[Task prompt] Rewrite the listing from the line with "like [6, 4]." up to and including its final line, keeping the requests. Raise every coordinate in the answers by 37, and leave the numbers inside the requests as they are.

==================================================

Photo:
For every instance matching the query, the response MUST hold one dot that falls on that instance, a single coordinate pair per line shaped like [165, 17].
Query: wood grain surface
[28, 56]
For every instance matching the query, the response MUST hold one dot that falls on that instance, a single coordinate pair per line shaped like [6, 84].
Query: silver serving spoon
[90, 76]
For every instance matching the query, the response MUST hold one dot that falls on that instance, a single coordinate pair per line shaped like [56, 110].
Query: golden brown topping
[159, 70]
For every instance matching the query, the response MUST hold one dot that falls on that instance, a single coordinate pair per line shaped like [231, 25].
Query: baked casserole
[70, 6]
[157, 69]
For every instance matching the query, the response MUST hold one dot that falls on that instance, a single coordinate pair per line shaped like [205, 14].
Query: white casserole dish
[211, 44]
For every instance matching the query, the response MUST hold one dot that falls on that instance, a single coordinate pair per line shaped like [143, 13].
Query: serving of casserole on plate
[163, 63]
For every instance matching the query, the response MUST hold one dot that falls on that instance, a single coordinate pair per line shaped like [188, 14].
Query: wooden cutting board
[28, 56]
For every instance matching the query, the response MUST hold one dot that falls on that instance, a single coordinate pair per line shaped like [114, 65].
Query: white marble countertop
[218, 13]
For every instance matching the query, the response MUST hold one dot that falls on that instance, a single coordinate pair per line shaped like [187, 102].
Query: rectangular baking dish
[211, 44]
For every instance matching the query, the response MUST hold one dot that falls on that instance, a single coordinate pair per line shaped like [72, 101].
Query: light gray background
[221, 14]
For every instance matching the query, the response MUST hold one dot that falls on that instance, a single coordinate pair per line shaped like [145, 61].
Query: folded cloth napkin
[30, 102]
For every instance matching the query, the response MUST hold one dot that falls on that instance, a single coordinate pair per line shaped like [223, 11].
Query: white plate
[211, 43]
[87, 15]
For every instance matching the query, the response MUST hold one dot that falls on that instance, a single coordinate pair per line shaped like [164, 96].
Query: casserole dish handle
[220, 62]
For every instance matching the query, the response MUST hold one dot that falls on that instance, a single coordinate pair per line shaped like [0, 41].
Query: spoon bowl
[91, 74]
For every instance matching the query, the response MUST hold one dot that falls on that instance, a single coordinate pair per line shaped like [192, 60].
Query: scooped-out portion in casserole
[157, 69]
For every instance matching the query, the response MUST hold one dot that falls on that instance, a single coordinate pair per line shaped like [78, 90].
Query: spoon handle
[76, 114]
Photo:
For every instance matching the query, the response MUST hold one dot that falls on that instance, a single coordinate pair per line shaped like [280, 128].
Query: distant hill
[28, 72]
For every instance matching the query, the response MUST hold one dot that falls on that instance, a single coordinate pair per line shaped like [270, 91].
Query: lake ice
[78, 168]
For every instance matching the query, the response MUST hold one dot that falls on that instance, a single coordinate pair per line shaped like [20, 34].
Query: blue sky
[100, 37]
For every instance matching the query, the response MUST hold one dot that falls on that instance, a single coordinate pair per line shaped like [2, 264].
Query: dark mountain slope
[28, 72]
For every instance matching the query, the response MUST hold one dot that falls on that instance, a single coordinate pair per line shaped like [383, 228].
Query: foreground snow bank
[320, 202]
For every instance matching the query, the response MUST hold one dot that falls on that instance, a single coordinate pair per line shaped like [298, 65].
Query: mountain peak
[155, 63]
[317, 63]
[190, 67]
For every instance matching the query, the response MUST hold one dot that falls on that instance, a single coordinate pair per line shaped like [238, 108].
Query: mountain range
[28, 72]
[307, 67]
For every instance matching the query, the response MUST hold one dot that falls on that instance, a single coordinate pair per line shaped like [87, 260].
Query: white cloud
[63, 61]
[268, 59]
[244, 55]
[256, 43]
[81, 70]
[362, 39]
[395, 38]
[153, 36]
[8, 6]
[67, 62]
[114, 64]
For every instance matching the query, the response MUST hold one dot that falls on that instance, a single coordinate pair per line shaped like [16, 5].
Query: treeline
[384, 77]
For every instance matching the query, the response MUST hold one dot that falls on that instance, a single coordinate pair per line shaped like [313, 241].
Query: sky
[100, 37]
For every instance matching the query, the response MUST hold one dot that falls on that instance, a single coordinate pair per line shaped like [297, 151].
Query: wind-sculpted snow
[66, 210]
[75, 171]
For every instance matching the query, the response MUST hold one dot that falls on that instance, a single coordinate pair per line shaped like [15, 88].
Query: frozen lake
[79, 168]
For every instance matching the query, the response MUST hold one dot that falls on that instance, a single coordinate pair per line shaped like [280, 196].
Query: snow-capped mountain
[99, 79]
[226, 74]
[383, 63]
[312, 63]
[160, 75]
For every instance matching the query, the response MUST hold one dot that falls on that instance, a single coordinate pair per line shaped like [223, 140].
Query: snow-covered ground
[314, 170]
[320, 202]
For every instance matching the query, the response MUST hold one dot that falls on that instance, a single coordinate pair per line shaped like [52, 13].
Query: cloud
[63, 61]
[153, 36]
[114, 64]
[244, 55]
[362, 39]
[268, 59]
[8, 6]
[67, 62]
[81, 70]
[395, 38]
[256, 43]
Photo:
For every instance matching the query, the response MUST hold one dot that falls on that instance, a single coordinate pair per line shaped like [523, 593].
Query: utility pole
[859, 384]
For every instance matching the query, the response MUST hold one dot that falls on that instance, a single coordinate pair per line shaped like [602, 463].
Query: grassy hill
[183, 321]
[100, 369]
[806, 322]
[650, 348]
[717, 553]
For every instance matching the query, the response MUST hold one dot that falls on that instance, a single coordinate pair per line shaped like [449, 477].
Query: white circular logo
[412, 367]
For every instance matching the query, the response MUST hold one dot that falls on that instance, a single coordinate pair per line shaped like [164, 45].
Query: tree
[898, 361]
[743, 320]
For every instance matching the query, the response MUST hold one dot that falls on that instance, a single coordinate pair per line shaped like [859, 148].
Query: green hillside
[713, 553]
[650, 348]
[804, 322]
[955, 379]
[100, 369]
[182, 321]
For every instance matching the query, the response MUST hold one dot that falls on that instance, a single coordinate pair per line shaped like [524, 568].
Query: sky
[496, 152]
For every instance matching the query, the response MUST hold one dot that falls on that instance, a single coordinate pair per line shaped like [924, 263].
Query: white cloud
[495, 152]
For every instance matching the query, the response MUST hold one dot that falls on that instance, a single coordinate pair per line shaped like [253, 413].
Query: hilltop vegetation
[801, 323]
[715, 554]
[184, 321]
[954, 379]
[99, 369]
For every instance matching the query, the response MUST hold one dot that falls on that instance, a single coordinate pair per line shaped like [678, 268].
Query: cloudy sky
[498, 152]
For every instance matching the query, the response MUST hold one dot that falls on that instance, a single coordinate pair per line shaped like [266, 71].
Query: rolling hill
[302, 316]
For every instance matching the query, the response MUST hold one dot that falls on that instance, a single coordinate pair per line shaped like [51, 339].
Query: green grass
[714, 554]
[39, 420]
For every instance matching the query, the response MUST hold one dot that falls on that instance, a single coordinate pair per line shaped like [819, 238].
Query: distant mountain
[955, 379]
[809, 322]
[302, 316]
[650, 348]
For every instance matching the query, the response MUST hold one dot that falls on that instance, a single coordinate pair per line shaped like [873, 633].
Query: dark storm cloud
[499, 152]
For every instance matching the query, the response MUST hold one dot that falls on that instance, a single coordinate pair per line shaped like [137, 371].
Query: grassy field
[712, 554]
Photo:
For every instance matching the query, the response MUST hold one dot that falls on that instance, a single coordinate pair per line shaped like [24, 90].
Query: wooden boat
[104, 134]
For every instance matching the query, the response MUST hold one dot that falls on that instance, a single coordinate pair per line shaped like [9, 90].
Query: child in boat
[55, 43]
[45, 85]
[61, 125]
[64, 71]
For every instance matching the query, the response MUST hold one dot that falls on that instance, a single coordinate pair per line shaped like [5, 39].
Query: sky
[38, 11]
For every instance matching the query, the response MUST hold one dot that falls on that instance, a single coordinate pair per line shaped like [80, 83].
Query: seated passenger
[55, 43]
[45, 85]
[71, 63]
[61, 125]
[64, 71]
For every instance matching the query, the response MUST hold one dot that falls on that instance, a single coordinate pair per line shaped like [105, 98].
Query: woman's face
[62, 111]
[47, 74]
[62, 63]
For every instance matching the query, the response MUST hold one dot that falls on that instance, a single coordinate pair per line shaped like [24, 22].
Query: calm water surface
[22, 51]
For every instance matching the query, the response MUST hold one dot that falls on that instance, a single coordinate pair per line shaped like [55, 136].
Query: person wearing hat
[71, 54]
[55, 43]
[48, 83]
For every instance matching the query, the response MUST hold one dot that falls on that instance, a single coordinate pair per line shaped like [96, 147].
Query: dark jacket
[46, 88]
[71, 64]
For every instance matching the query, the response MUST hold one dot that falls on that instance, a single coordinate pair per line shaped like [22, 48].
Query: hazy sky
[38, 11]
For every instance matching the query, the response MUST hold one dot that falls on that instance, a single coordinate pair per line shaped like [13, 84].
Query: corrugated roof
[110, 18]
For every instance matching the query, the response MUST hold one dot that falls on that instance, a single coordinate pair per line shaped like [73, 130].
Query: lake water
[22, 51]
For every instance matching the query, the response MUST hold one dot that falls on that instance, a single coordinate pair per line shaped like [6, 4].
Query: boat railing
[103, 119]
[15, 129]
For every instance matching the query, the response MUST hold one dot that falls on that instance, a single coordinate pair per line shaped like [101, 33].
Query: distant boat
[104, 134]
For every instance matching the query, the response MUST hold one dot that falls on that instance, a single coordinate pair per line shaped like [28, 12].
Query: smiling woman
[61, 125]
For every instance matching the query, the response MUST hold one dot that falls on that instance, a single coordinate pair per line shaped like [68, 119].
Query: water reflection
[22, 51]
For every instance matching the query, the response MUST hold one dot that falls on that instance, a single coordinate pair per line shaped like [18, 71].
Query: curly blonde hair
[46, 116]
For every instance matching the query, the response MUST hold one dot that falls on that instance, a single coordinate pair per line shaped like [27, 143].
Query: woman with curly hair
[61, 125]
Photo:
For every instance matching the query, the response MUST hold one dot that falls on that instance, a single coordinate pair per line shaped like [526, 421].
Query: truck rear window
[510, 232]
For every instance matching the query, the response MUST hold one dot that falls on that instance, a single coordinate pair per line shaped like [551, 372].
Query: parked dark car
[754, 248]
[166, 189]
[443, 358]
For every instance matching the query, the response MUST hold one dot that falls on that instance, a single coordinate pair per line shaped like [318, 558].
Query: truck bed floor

==================================================

[Response to the task]
For every instance matching the query, the response MUST hold one dot that falls on that instance, a single coordinate pair per line shaped like [6, 4].
Query: boat railing
[140, 156]
[52, 166]
For every instance matching the query, the response MUST hold one dot that falls on that instance, a single coordinate pair per line shaped like [101, 33].
Query: distant boat
[141, 171]
For every instance matching the query, the response MUST hold one dot that falls on that instance, a single coordinate pair per line shaped like [28, 12].
Query: smiling woman
[98, 162]
For every instance matching the query, the response MUST hold one dot that falls on that instance, a single coordinate pair per line shaped like [68, 119].
Query: water reflection
[59, 88]
For every instance matching the query, the response MUST hold one dot that falls on that instance, a single coordinate pair per line shaped like [18, 71].
Query: curly blonde hair
[83, 153]
For every instance matching the query, the response MUST hold one dot that falls on that instance, a single coordinate pair per line shaped like [27, 143].
Query: woman with curly hair
[98, 162]
Photo:
For every instance matching the query, the response MUST hold one dot that falls on that instance, a single coordinate pair per line shaped like [526, 421].
Query: truck rear window
[547, 269]
For every instance matching the query, the response MUST hold one dot that falls on that instance, a single coordinate pair per line shaped like [551, 372].
Query: parked dark car
[791, 285]
[203, 226]
[480, 395]
For every instance matching the query, the response MUST hold one dot that falls on that instance, a single coordinate pair per line shaped like [318, 558].
Query: truck bed floor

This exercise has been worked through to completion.